These records need to be repeated exactly, every one of them.

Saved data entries
---
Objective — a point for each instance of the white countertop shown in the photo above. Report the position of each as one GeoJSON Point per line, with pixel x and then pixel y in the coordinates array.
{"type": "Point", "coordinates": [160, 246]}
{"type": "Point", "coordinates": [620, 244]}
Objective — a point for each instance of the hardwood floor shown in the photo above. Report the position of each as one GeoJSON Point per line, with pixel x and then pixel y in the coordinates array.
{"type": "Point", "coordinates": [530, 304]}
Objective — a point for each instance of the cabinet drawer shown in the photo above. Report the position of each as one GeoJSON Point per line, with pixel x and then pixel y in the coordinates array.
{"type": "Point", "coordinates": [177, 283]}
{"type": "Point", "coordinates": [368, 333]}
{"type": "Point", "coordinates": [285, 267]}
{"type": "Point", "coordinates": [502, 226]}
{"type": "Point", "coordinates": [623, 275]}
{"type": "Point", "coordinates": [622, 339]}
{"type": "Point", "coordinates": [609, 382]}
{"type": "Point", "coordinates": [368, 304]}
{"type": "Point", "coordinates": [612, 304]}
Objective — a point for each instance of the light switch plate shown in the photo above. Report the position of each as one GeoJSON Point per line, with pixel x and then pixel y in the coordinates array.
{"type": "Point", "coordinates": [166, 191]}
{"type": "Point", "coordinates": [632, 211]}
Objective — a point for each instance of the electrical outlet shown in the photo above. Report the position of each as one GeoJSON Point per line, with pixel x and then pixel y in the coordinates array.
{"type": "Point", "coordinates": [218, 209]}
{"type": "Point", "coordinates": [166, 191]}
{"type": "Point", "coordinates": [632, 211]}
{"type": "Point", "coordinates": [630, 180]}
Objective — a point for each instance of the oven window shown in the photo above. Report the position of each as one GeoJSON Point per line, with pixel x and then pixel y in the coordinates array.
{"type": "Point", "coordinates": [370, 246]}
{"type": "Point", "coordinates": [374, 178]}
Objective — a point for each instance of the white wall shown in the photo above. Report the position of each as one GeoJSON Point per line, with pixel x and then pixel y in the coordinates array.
---
EXPECTED OUTPUT:
Objective — a point for each instance of the white countertop shown in the photo above. Report the position of each as one GeoJSON Point per line, with pixel x and then pixel y in the coordinates array.
{"type": "Point", "coordinates": [160, 246]}
{"type": "Point", "coordinates": [620, 244]}
Objective — a point for each instance of the hardwood floor shown in the photo above. Report the position of each as one GeoJSON Point per line, with pixel x and then pixel y in the coordinates array.
{"type": "Point", "coordinates": [530, 304]}
Objective — a point for each instance of the cabinet drawer shown in the photo above. Report the position of each as one GeoJSON Point per line, with pixel x and then pixel y in the coordinates array.
{"type": "Point", "coordinates": [177, 283]}
{"type": "Point", "coordinates": [368, 333]}
{"type": "Point", "coordinates": [285, 267]}
{"type": "Point", "coordinates": [502, 226]}
{"type": "Point", "coordinates": [623, 275]}
{"type": "Point", "coordinates": [622, 339]}
{"type": "Point", "coordinates": [609, 382]}
{"type": "Point", "coordinates": [368, 304]}
{"type": "Point", "coordinates": [612, 304]}
Objective — a point for each instance of the light switch plate shown in the photo above. Report the position of each as one GeoJSON Point per line, with pixel x and then pixel y in the coordinates array.
{"type": "Point", "coordinates": [166, 191]}
{"type": "Point", "coordinates": [632, 211]}
Objective — a point for each instance of the electrical outlet shown in the photo above. Report the position of each as one GeoJSON Point per line, with pixel x and then pixel y in the coordinates array.
{"type": "Point", "coordinates": [218, 209]}
{"type": "Point", "coordinates": [166, 191]}
{"type": "Point", "coordinates": [632, 211]}
{"type": "Point", "coordinates": [630, 180]}
Objective — a point for each instance of the oven window shown in the photo above. Report the position of each as one GeoJSON Point per line, with pixel x and then pixel y in the coordinates array.
{"type": "Point", "coordinates": [370, 246]}
{"type": "Point", "coordinates": [374, 178]}
Objective — a point for each instance of the white wall shown in the photo above. Report the position of each as one GeoJSON Point per line, with pixel x and then pixel y in the coordinates array.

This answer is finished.